• Dataset entries:
-----

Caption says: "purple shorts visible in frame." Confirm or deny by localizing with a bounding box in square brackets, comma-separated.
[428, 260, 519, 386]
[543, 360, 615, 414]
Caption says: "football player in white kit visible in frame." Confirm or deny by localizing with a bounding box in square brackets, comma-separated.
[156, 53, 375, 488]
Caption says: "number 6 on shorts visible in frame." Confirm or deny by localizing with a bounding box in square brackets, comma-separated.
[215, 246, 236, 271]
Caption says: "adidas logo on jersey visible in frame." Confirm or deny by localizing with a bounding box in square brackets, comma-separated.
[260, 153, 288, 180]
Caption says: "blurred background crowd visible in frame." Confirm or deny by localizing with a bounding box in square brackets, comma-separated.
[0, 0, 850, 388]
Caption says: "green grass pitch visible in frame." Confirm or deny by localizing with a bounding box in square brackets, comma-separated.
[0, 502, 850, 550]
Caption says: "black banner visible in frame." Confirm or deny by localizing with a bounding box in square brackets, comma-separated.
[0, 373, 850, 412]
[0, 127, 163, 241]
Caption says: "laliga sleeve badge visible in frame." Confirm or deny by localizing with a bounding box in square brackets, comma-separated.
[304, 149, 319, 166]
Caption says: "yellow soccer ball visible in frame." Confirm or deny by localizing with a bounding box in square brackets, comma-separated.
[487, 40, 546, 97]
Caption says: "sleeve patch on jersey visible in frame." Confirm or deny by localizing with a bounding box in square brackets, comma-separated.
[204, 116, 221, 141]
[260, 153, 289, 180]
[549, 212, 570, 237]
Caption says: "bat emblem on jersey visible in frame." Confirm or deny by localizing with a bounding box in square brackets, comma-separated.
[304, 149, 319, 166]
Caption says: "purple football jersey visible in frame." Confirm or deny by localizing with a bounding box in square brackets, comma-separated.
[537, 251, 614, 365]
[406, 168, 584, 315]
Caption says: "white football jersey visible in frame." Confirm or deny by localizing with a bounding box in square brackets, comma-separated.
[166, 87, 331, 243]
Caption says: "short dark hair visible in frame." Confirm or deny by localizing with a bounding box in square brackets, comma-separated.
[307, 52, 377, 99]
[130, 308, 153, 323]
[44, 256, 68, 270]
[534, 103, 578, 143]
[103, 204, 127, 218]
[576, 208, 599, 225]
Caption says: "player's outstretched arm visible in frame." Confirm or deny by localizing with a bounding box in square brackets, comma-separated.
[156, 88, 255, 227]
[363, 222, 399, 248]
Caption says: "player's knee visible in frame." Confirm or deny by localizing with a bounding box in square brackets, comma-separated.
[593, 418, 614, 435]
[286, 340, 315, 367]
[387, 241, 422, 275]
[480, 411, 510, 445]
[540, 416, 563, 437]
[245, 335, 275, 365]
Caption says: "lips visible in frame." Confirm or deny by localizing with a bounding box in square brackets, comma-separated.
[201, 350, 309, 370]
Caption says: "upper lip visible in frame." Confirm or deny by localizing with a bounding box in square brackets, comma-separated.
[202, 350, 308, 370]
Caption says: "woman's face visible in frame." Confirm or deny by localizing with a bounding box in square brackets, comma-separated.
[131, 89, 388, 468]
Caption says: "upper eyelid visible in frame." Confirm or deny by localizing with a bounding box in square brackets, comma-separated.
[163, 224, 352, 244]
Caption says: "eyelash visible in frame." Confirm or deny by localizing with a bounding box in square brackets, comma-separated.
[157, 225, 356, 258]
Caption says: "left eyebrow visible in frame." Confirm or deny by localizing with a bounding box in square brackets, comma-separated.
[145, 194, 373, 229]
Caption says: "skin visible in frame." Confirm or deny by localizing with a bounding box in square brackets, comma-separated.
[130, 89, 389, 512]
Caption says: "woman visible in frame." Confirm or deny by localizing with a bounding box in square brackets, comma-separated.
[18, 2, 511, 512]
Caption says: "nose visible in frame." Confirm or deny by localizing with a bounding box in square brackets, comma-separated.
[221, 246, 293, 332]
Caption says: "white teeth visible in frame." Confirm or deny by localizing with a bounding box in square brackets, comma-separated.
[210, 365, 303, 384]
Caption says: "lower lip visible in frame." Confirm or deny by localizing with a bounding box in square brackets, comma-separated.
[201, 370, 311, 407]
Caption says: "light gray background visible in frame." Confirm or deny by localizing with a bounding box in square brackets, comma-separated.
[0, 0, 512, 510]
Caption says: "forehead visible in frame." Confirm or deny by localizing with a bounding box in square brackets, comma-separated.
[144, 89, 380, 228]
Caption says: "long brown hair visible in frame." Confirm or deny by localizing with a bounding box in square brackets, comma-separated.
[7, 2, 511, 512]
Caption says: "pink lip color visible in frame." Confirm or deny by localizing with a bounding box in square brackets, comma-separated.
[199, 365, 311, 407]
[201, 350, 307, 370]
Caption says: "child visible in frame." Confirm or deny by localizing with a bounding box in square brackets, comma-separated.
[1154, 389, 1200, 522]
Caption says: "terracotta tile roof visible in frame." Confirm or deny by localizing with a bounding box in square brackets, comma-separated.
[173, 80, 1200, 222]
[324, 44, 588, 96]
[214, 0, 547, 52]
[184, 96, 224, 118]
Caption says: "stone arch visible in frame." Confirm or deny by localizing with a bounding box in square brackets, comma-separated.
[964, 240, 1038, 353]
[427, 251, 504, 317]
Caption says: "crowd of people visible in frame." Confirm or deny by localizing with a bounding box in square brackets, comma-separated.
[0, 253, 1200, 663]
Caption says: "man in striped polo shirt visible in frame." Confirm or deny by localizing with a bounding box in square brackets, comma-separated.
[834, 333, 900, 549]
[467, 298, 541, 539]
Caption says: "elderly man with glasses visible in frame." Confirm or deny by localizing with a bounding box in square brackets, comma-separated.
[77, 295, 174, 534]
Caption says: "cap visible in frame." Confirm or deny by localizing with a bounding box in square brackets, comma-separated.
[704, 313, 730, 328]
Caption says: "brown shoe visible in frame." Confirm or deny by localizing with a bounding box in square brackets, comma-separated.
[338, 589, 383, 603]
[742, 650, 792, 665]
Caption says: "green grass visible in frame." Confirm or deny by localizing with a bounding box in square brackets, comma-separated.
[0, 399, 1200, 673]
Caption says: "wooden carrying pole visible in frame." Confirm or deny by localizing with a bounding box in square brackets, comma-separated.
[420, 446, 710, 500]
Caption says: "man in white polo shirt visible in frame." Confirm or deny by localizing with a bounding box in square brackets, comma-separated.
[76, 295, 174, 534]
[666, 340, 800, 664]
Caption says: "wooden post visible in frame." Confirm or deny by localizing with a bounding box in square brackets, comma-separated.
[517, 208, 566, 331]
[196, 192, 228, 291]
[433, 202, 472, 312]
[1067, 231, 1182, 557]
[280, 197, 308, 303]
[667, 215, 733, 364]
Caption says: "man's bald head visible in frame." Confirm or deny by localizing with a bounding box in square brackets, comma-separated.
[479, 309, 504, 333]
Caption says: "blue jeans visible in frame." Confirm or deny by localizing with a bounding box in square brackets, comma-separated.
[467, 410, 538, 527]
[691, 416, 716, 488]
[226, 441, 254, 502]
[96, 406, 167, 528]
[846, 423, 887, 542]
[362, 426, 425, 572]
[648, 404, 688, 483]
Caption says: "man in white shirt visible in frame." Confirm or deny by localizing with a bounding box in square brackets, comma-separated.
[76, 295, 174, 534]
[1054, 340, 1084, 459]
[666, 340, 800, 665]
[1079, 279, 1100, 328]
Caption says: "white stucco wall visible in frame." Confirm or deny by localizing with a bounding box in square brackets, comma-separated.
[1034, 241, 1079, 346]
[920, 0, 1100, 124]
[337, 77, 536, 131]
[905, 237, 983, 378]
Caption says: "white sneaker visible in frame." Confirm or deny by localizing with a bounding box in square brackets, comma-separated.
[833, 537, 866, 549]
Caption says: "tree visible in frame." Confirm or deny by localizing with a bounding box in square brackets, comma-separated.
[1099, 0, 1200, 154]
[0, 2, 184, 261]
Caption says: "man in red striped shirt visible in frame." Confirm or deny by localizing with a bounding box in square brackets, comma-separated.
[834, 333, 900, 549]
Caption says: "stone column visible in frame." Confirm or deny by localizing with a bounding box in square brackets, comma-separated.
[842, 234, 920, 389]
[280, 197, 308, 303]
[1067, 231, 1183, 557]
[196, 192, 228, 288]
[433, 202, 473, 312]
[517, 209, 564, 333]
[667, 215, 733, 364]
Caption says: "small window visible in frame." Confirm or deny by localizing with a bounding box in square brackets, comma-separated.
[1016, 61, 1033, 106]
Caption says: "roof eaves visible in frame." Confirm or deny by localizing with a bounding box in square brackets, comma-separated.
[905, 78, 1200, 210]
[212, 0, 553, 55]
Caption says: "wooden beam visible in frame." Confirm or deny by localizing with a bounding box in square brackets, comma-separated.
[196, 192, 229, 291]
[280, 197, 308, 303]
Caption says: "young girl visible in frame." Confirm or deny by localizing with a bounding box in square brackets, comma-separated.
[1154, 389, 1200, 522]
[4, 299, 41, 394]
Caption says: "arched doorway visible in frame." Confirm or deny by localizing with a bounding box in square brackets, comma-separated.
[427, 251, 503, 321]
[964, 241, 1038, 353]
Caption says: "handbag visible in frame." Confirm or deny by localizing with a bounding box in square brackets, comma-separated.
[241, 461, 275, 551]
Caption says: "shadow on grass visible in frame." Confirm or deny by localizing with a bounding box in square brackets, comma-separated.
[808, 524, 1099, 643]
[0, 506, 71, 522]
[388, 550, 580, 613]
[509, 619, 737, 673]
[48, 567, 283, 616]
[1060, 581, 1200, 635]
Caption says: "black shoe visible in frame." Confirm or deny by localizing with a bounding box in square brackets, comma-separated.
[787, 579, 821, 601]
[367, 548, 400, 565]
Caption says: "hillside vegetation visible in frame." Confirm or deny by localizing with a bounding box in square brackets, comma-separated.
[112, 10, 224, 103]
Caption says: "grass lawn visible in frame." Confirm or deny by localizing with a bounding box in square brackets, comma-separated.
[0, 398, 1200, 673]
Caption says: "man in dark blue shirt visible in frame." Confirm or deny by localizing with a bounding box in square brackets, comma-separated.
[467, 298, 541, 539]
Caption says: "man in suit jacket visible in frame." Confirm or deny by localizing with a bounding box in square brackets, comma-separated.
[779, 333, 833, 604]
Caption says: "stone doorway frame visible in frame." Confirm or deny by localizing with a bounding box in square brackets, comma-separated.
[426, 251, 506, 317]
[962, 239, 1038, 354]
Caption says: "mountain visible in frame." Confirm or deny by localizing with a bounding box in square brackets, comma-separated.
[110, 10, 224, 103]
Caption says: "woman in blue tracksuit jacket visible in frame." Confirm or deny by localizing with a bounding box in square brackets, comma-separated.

-----

• Short problem:
Copy out the material above word for word, from its first line through the line that contains "[215, 246, 236, 271]", including that line.

• Solution:
Caption says: "purple shorts visible in frame." Confirm or deny by localizing with a bounding box in square brackets, comma-separated.
[428, 260, 519, 386]
[543, 360, 615, 414]
Caption says: "football player in white kit visible in frame." Confirm or deny by localizing with a bounding box in square brackets, comma-separated.
[156, 53, 375, 488]
Caption says: "number 6 on shorts visible in frame." Confirm or deny by localizing with a bounding box in square brackets, comma-separated.
[215, 246, 236, 271]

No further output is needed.